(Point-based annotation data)
________________________________________
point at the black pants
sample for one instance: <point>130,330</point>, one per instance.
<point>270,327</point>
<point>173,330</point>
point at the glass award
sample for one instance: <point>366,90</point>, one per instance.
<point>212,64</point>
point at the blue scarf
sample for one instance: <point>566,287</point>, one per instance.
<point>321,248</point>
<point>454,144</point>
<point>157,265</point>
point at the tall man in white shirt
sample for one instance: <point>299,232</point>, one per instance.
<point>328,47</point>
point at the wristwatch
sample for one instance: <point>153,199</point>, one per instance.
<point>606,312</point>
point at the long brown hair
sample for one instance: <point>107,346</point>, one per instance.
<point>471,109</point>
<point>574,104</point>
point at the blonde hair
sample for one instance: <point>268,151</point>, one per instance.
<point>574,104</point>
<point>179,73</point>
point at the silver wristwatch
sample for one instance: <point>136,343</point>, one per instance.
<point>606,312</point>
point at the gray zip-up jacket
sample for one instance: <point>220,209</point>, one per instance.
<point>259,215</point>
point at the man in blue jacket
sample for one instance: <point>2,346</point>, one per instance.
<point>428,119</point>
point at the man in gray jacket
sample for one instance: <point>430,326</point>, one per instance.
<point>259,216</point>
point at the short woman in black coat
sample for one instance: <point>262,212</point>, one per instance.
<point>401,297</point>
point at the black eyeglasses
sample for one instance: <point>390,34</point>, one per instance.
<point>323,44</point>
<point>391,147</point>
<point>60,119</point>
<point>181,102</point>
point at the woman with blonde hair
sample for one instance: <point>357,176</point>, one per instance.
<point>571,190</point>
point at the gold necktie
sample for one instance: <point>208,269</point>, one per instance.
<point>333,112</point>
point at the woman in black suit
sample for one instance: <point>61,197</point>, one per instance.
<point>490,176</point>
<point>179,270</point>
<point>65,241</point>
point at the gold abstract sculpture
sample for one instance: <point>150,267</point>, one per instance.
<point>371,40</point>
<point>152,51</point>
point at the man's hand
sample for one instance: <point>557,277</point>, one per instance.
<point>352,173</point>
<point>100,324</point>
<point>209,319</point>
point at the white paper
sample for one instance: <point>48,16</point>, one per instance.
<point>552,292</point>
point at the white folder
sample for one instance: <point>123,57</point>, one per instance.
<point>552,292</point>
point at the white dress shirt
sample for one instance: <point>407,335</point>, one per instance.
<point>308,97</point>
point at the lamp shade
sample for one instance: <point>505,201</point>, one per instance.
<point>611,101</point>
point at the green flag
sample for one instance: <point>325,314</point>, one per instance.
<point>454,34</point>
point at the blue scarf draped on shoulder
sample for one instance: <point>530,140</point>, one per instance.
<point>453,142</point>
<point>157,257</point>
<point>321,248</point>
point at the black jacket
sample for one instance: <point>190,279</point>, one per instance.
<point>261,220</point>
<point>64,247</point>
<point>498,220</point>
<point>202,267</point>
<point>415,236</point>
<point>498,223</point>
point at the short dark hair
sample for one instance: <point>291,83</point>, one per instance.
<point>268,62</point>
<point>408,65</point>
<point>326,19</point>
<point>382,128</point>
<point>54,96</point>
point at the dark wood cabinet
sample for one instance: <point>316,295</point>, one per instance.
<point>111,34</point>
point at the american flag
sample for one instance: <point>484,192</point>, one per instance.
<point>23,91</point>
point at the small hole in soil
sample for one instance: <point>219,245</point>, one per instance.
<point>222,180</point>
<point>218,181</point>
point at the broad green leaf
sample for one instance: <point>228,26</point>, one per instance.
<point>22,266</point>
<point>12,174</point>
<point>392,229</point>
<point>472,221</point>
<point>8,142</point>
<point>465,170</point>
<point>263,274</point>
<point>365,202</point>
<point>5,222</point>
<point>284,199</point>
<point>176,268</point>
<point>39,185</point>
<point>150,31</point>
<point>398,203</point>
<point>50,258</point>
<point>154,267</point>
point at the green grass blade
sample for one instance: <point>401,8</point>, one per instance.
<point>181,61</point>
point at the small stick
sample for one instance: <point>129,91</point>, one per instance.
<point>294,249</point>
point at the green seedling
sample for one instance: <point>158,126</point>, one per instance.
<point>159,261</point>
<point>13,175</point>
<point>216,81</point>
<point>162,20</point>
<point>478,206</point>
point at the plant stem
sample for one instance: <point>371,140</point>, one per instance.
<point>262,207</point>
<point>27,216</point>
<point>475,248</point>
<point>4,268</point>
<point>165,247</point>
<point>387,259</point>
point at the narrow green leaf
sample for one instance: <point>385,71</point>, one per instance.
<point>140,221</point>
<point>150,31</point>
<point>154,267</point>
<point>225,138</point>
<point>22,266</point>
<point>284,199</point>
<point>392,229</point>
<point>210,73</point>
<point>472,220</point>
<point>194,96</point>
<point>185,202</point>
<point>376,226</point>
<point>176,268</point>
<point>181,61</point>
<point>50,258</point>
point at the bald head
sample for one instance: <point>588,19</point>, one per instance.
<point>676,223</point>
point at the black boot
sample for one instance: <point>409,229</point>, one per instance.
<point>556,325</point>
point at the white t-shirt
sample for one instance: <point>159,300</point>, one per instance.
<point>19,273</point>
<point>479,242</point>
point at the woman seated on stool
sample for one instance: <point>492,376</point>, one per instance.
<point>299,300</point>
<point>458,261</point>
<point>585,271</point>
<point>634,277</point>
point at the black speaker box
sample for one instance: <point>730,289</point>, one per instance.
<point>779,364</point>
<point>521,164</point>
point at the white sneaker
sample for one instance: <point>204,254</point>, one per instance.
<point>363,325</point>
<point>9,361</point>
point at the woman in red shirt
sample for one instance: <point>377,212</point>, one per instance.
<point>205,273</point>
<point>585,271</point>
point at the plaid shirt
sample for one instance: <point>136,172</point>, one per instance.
________________________________________
What the exercise asks
Begin at the line that contains "point at the dark wood cabinet" and stop after the line that contains "<point>218,181</point>", and write out those lines again, requests included. Multiply every coordinate in the answer points by 2.1 and round each to a whole number, with halves rounded up; leave the requests and their sample points as they are.

Complete output
point at the dark wood cabinet
sample for one instance: <point>316,295</point>, one per instance.
<point>233,71</point>
point at the american flag
sample for one instance: <point>484,192</point>, one per instance.
<point>48,191</point>
point at the small hole in soil
sample for one instance: <point>219,245</point>, one per instance.
<point>466,378</point>
<point>458,380</point>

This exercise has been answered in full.